> [PROBLEM DESCRIPTION] Extract each line of the records below that contains the string "clicks".
DATA FOR THIS EXERCISE START
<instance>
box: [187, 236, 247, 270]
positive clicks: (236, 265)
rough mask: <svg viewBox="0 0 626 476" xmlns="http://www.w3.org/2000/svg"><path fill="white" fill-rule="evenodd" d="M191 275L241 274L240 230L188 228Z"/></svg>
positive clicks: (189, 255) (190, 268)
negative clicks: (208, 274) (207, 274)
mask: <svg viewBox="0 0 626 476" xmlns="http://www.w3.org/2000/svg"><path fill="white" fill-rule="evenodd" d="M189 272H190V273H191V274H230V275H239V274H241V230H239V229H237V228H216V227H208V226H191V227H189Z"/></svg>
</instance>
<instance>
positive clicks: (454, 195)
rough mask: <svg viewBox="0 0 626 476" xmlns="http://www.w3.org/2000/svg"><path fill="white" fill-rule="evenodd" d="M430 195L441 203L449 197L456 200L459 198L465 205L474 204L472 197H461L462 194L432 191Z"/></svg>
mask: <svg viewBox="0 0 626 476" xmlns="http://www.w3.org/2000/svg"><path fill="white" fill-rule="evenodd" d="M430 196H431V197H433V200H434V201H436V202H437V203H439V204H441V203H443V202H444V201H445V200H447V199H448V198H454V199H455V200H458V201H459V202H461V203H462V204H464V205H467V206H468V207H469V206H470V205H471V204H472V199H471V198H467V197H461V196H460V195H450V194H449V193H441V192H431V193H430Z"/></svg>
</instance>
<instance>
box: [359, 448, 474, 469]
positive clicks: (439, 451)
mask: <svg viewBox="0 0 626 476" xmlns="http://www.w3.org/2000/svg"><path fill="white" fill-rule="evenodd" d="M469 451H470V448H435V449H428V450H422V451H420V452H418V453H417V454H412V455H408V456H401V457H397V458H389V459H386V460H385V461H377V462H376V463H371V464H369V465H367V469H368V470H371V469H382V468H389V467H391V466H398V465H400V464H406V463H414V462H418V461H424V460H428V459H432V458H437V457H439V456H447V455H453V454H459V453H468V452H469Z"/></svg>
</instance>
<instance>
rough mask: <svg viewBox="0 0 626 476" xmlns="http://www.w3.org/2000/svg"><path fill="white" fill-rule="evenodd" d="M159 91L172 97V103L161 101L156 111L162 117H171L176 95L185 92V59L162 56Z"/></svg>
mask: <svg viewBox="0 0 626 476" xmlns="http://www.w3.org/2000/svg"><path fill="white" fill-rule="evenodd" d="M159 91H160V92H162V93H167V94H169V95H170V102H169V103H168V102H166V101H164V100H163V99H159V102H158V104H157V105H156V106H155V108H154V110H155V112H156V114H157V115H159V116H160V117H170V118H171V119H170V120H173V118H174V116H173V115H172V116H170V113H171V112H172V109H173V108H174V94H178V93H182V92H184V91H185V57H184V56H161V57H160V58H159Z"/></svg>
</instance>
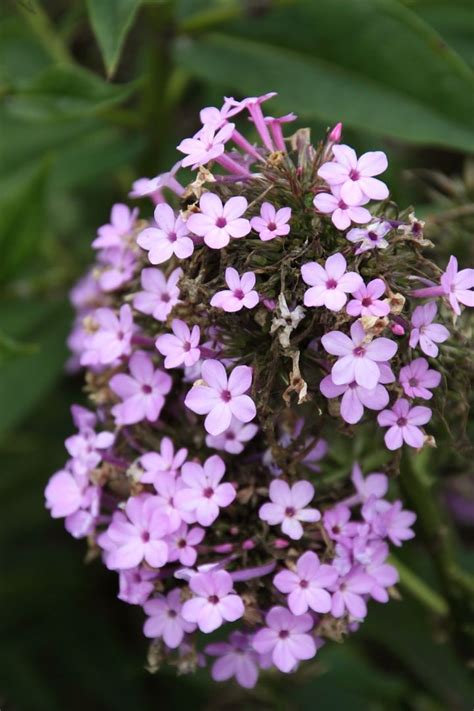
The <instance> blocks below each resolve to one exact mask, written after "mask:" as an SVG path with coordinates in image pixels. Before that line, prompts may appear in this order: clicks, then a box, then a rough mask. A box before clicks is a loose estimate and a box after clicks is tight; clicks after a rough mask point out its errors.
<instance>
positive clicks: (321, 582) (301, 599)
mask: <svg viewBox="0 0 474 711" xmlns="http://www.w3.org/2000/svg"><path fill="white" fill-rule="evenodd" d="M338 577H339V574H338V572H337V570H335V568H333V567H332V566H330V565H321V564H320V562H319V558H318V556H317V555H316V553H313V551H306V553H303V555H302V556H300V557H299V558H298V562H297V563H296V572H294V573H293V572H292V571H290V570H282V571H281V572H280V573H277V575H275V577H274V579H273V584H274V585H275V587H276V588H277V590H279V591H280V592H282V593H285V594H287V595H288V607H289V608H290V610H291V612H292V613H293V614H294V615H302V614H304V613H305V612H308V609H311V610H313V611H314V612H321V613H324V612H329V610H330V609H331V595H330V594H329V593H328V591H327V589H326V588H328V587H329V586H331V585H334V583H335V582H336V580H337V579H338Z"/></svg>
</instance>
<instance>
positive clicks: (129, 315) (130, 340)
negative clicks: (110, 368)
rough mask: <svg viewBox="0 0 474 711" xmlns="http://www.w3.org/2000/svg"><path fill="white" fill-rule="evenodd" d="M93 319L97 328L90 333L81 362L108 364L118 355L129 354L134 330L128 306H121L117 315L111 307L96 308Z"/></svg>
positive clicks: (133, 325) (81, 362)
mask: <svg viewBox="0 0 474 711" xmlns="http://www.w3.org/2000/svg"><path fill="white" fill-rule="evenodd" d="M94 319H95V320H96V322H97V324H98V325H99V328H98V330H97V331H96V332H95V333H94V334H93V335H92V337H91V339H90V341H89V347H88V349H87V350H86V351H85V353H84V354H83V356H82V357H81V364H82V365H94V364H96V363H100V364H101V365H109V364H110V363H113V362H114V361H116V360H117V358H120V356H123V355H130V352H131V350H132V345H131V344H132V336H133V334H134V332H135V330H136V327H135V326H134V323H133V316H132V309H131V308H130V306H129V305H128V304H124V305H123V306H121V307H120V311H119V315H118V316H117V315H116V314H115V313H114V312H113V311H112V309H105V308H104V309H97V310H96V311H95V312H94Z"/></svg>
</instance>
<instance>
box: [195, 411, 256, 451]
mask: <svg viewBox="0 0 474 711" xmlns="http://www.w3.org/2000/svg"><path fill="white" fill-rule="evenodd" d="M257 432H258V427H257V425H254V424H252V423H249V424H247V425H244V424H243V423H242V422H239V420H236V419H235V417H232V420H231V422H230V425H229V427H228V428H227V429H226V431H225V432H222V433H221V434H220V435H207V437H206V445H207V446H208V447H212V448H213V449H222V450H224V452H228V453H229V454H240V453H241V452H243V451H244V448H245V445H246V444H247V442H249V441H250V440H251V439H252V438H253V437H255V435H256V434H257Z"/></svg>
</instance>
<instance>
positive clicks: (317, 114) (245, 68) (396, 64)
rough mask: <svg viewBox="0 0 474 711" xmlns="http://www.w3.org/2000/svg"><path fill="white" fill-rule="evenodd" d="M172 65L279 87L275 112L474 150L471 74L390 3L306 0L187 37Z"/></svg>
mask: <svg viewBox="0 0 474 711" xmlns="http://www.w3.org/2000/svg"><path fill="white" fill-rule="evenodd" d="M354 28H357V32H355V31H354ZM176 59H177V62H178V64H179V65H180V66H182V67H183V68H185V69H186V71H188V72H190V73H191V74H192V75H195V76H199V77H201V78H203V79H205V80H207V81H209V82H212V83H215V84H219V85H221V86H222V87H224V88H226V89H229V88H230V89H232V90H234V91H236V92H239V93H241V94H247V95H256V94H260V93H264V92H266V91H271V90H274V89H278V90H279V92H280V96H279V97H278V99H276V100H275V102H274V104H273V105H277V106H278V107H279V108H280V109H281V110H283V111H290V110H294V111H296V112H297V113H298V114H300V115H301V116H302V117H303V118H314V117H316V118H321V119H323V120H325V121H326V122H328V123H331V122H335V121H338V120H342V121H343V122H345V123H347V124H348V125H350V126H354V127H357V128H363V129H365V130H367V131H370V132H374V133H378V134H382V135H387V136H393V137H395V138H398V139H402V140H405V141H412V142H416V143H419V144H432V145H444V146H450V147H454V148H459V149H464V150H472V149H474V75H473V74H472V72H471V70H470V69H469V67H468V66H467V65H466V64H465V63H464V62H463V61H462V60H461V59H460V58H459V57H458V55H457V54H456V53H454V52H452V51H451V50H450V49H449V48H448V47H447V46H446V45H445V44H444V43H443V42H442V40H441V38H440V37H439V35H438V34H437V33H436V32H435V31H434V30H432V29H431V28H430V27H429V26H428V25H426V24H425V23H424V22H423V21H422V20H421V19H420V18H419V17H417V16H416V15H415V14H414V13H413V12H411V11H410V10H409V9H408V8H405V7H403V6H402V5H400V4H399V3H398V2H396V0H354V1H353V2H347V0H319V1H318V2H317V3H315V2H311V0H306V1H305V2H299V3H295V4H294V5H291V7H289V8H282V9H277V10H275V11H274V12H272V13H269V14H268V15H263V16H262V17H260V18H254V19H253V20H252V22H246V23H244V22H236V23H234V24H233V25H232V26H230V27H229V28H228V31H227V32H226V33H225V34H224V33H209V34H204V35H202V36H200V37H197V38H195V39H194V38H191V37H183V38H181V40H180V41H179V42H178V43H177V46H176ZM257 68H258V71H257ZM272 112H273V108H272Z"/></svg>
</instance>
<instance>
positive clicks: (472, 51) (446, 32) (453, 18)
mask: <svg viewBox="0 0 474 711" xmlns="http://www.w3.org/2000/svg"><path fill="white" fill-rule="evenodd" d="M409 4H410V7H411V8H412V9H413V10H414V11H415V12H416V14H417V15H419V16H420V17H421V18H423V20H425V21H426V22H427V23H428V24H429V25H431V26H432V27H434V28H435V30H436V31H437V32H439V34H440V35H441V37H442V38H443V39H444V40H446V42H447V43H448V44H449V45H451V47H453V48H454V49H455V50H456V51H457V52H459V54H460V55H461V57H464V59H465V60H466V61H467V62H468V63H469V64H470V65H471V66H472V67H474V6H473V4H472V0H449V2H446V0H414V2H413V1H412V2H410V3H409Z"/></svg>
DATA FOR THIS EXERCISE END
> [RESPONSE]
positive clicks: (236, 265)
positive clicks: (189, 255) (190, 268)
negative clicks: (208, 274) (207, 274)
positive clicks: (454, 195)
positive clicks: (439, 451)
The <instance> blocks below each resolve to one exact mask, written after "mask:" as an SVG path with coordinates in image pixels. Before that line, prompts may appear in this order: clicks, then a box, then a rough mask. A box before clicks is a loose estimate and a box after clicks is tight; clicks after a rough mask point out its errors.
positive clicks: (321, 582) (301, 599)
positive clicks: (129, 315) (130, 340)
negative clicks: (110, 368)
positive clicks: (133, 325) (81, 362)
positive clicks: (317, 114) (245, 68) (396, 64)
positive clicks: (472, 51) (446, 32) (453, 18)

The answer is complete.